GIVEN DATA |
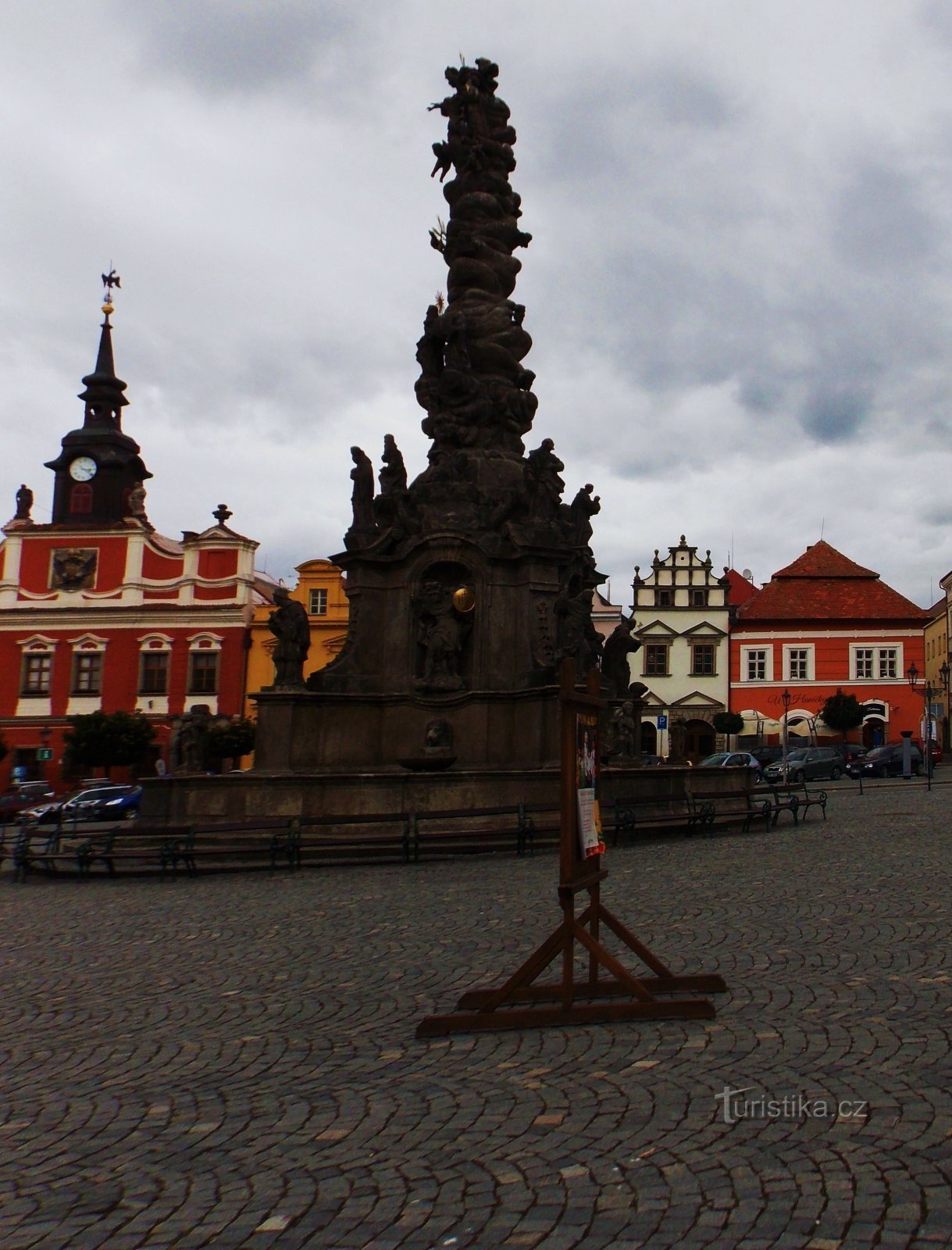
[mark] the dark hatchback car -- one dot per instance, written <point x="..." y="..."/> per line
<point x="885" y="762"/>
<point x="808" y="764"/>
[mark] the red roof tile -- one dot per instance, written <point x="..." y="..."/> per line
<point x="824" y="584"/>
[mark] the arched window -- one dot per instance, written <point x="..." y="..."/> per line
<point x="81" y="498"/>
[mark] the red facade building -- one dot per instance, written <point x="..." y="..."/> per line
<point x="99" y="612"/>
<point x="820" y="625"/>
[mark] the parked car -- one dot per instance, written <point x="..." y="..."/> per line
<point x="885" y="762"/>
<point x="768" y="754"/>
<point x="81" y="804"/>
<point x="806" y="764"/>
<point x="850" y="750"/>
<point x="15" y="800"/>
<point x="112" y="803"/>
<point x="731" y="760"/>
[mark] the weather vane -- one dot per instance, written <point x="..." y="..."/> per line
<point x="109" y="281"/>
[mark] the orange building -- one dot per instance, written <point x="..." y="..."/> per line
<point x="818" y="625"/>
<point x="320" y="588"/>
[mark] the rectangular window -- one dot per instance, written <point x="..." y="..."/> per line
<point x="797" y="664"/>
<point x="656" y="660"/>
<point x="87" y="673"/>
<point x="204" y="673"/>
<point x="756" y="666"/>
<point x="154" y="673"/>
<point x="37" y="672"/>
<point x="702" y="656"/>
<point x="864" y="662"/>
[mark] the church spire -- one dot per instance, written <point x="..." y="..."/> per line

...

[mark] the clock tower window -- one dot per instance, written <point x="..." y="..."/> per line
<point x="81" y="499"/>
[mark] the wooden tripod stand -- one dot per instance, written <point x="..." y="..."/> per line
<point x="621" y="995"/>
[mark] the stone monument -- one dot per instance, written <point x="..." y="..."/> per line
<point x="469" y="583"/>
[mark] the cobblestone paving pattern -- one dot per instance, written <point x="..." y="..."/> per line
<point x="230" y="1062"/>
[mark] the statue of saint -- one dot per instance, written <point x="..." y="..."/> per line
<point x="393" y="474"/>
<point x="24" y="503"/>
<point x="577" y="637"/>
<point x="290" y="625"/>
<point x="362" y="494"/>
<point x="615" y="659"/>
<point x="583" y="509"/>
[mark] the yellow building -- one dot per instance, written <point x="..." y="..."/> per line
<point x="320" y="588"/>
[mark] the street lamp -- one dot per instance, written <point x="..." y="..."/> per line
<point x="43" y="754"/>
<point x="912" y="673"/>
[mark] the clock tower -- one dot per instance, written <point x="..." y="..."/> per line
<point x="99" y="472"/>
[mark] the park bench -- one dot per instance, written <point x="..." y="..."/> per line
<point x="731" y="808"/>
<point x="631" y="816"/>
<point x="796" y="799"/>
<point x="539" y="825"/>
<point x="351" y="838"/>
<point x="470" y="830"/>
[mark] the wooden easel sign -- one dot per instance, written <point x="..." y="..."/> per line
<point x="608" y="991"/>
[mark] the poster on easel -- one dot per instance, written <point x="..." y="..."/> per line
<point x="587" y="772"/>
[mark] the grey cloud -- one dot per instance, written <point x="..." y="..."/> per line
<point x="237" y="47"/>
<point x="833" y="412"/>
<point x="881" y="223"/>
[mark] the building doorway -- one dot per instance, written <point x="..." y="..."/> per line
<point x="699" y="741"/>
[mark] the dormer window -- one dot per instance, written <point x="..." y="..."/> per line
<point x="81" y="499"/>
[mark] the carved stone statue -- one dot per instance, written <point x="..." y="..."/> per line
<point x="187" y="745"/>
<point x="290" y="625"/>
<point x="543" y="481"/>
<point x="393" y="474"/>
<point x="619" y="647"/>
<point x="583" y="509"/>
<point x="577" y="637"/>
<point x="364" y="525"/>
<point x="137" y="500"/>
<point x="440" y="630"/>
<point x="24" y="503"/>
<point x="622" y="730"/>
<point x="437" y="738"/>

TASK ITEM | Taking the records above, retype every line from the one with "[mark] the red facade" down to the one with "[mark] the church", exactly and with nothing else.

SOLUTION BELOW |
[mark] the red facade building -- one dot per instance, written <point x="..." y="..."/> per line
<point x="99" y="612"/>
<point x="820" y="625"/>
[mark] the parked car -- one dot per instance, written <point x="..." y="..."/> per line
<point x="885" y="762"/>
<point x="768" y="754"/>
<point x="81" y="804"/>
<point x="806" y="764"/>
<point x="850" y="750"/>
<point x="15" y="800"/>
<point x="112" y="803"/>
<point x="731" y="760"/>
[mark] the weather vane -- one dot per instance, written <point x="..." y="..."/> per line
<point x="109" y="281"/>
[mark] the orange building -- one dot per instance, written <point x="..." y="..."/> per line
<point x="818" y="625"/>
<point x="320" y="588"/>
[mark] the rectangular window -- one dot per instance, written <point x="..." y="..."/> per line
<point x="797" y="664"/>
<point x="656" y="660"/>
<point x="87" y="673"/>
<point x="204" y="673"/>
<point x="756" y="666"/>
<point x="154" y="673"/>
<point x="37" y="672"/>
<point x="702" y="656"/>
<point x="864" y="662"/>
[mark] the church spire -- one dot per instance, written <point x="..." y="..."/> per line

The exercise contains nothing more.